Exercise goal:
Leave out the pictures and repeat the rest of the material exactly.

Records supplied:
▶

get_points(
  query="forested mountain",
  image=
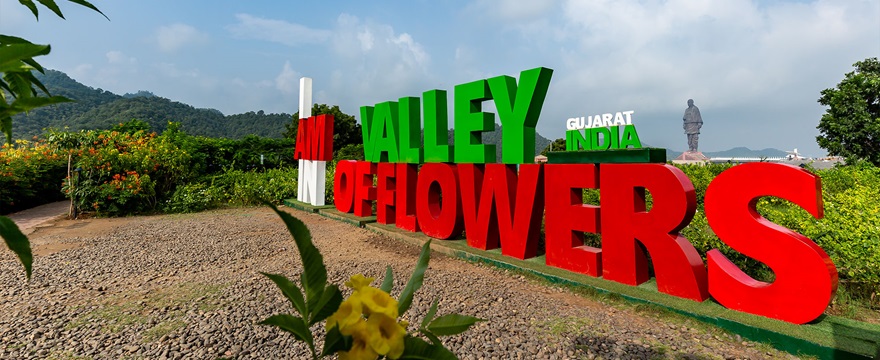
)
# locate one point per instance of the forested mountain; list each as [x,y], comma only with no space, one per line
[99,109]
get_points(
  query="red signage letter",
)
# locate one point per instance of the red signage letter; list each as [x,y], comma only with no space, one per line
[568,218]
[343,185]
[365,192]
[806,278]
[440,219]
[625,223]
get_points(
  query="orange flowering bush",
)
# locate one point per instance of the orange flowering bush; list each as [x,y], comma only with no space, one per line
[123,173]
[29,172]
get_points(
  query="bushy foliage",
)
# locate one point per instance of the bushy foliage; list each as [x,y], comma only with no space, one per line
[849,232]
[30,174]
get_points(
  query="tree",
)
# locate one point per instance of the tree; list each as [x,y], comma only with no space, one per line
[18,95]
[850,126]
[18,86]
[346,130]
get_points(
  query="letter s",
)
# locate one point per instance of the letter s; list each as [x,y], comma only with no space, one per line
[806,278]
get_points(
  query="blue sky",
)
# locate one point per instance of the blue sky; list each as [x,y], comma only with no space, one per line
[755,68]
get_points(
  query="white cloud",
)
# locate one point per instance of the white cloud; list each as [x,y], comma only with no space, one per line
[376,63]
[288,80]
[283,32]
[115,57]
[172,37]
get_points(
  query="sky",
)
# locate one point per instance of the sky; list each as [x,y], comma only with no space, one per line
[754,68]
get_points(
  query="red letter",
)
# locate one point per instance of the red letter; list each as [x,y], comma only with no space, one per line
[568,218]
[385,194]
[321,143]
[365,192]
[508,211]
[678,267]
[406,179]
[438,220]
[343,185]
[806,278]
[302,142]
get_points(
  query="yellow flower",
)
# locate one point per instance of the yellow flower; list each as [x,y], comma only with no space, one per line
[376,301]
[347,316]
[385,335]
[360,349]
[358,281]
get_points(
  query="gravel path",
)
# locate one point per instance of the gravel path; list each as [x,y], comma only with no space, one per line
[187,287]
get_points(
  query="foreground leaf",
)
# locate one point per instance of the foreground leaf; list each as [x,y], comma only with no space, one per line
[335,341]
[17,242]
[314,276]
[452,324]
[416,348]
[290,291]
[327,305]
[388,282]
[415,282]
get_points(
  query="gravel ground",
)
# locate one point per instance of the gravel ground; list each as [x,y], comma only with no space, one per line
[188,287]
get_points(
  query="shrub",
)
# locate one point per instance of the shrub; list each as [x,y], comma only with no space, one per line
[31,173]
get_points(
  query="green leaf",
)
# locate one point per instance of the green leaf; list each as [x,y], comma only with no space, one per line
[18,52]
[434,339]
[415,281]
[33,7]
[290,291]
[327,305]
[52,6]
[334,342]
[314,276]
[388,282]
[90,6]
[17,242]
[430,315]
[6,127]
[416,348]
[294,325]
[452,324]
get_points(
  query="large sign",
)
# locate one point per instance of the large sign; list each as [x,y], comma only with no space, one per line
[463,188]
[314,147]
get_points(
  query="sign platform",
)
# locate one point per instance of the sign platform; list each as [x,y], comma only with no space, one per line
[611,156]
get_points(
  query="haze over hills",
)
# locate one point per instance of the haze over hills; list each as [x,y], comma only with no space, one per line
[99,109]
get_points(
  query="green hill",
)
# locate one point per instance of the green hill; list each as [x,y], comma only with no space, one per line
[99,109]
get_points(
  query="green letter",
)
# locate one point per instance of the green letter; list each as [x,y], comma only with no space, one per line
[519,110]
[437,148]
[594,138]
[384,134]
[366,130]
[410,126]
[630,137]
[470,121]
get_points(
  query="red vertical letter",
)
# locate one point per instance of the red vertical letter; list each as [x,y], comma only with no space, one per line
[406,179]
[806,278]
[568,218]
[441,220]
[677,265]
[385,183]
[365,192]
[343,185]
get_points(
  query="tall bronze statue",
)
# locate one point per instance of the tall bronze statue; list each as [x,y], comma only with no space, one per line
[692,124]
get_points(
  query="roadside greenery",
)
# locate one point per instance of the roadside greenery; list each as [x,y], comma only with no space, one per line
[366,325]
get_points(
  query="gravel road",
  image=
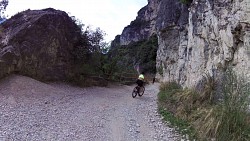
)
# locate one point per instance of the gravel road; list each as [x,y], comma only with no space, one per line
[34,111]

◀

Complete answer:
get_points(
  query="forested mountain",
  image=
)
# locate one point per instance of the forested mountain; list each as [x,y], comma only with no space, one per line
[99,109]
get_points(
  query="red signage letter",
)
# locate one point per instance of the red signage letter; list each as [x,y], comma only with no space, one per line
[568,218]
[343,185]
[365,192]
[806,278]
[440,219]
[625,223]
get_points(
  query="orange flowering bush",
)
# locate one point per instance of the orange flowering bush; list each as [x,y], comma only with no space, one per line
[123,173]
[29,172]
get_points(
  query="bushy foliage",
)
# locate one point per instance of the bushy foliage; list each as [x,y], comma only with no space, one per line
[849,232]
[30,174]
get_points(
  query="tree",
)
# locate one point per instance of the tree; list each as [x,y], comma only with no space, one per line
[18,95]
[850,126]
[18,86]
[346,130]
get_points(
  query="letter s",
)
# locate one point per instance of the letter s; list each as [x,y], comma only with no space, one per line
[806,278]
get_points(
  query="blue sky",
)
# locate one point per instance of the blue sky; list each as [x,y], comma only with no space, one per line
[755,68]
get_points(
  query="white cloud",
)
# locate one point per instance of the white cloud; list each as [x,y], comma only with no space, one per line
[376,63]
[288,80]
[283,32]
[115,57]
[172,37]
get_points(
  query="sky",
)
# locate one point per instance of the sky; list each as [x,y], comma only with no space, one per line
[754,68]
get_points(
  query="red letter",
)
# locate one point per instance of the red letter; list each as [x,y], comma only with no space, one per line
[568,218]
[385,194]
[321,143]
[365,192]
[508,211]
[678,267]
[406,179]
[438,220]
[343,185]
[806,278]
[302,142]
get_points(
  query="yellow flower",
)
# locate one point per instance of the yellow flower; list each as [x,y], comma only with no space, one per line
[376,301]
[347,316]
[385,335]
[360,349]
[358,281]
get_points(
  query="gravel path",
)
# locate one point per instance of the gravel path; list each as [x,y], comma only with no space, one per line
[187,287]
get_points(
  query="foreground leaf",
)
# locate one point per instance of the foreground leaf; list each as [x,y], comma only with no space, one per line
[335,341]
[17,242]
[314,276]
[452,324]
[416,348]
[290,291]
[327,305]
[388,282]
[415,282]
get_points(
  query="gravel ground",
)
# locate one point per instance of the gravel ground; list each as [x,y], comma only with no space, one per line
[188,287]
get_points(
  query="shrub",
)
# locate one point per instance of the shrub; list each as [x,y], comma only with no space, one per line
[31,173]
get_points(
  query="green leaf",
)
# locate one point per instance of the green leaf; list each as [x,y], comma only with no space, one per line
[18,52]
[434,339]
[415,281]
[33,7]
[290,291]
[327,305]
[52,6]
[334,342]
[314,276]
[388,282]
[90,6]
[17,242]
[430,315]
[6,127]
[416,348]
[294,325]
[452,324]
get_points(
  query="large sign",
)
# locate one point per instance of the large sign; list each as [x,y], comma only with no space, one per line
[463,188]
[314,147]
get_points(
  query="sign platform",
)
# locate one point per instance of the sign platform; list each as [x,y], comma only with no space, one per line
[611,156]
get_points(
  query="haze over hills",
)
# locate one point per instance of the haze over hills; list each as [x,y], comma only with no space, one per line
[99,109]
get_points(
  query="green hill",
)
# locate one point per instance of the green hill; list each as [x,y], comma only with no space, one per line
[99,109]
get_points(
  query="green letter",
)
# locate one point per instance of the green letter; list each as [x,y], comma only with no space, one per line
[519,110]
[437,148]
[594,138]
[384,134]
[366,130]
[410,126]
[630,137]
[470,121]
get_points(
  query="red vertical letter",
)
# locate one point per instance of the red vertical letter; list each as [x,y], comma only with no space, one per line
[406,179]
[806,278]
[568,218]
[441,220]
[677,265]
[385,183]
[365,192]
[343,185]
get_points(
  query="tall bronze statue",
)
# locate one point per instance of the tall bronze statue; list each as [x,y], comma only with no space, one per line
[692,124]
get_points(
  query="roadside greenery",
)
# locate one point per instance of the roadside greenery; list each as [x,y], comma only with no space, one per line
[366,325]
get_points(
  query="gravel road",
  image=
)
# locate one point per instance of the gravel road; list each as [x,y], comma only with no space, one per line
[34,111]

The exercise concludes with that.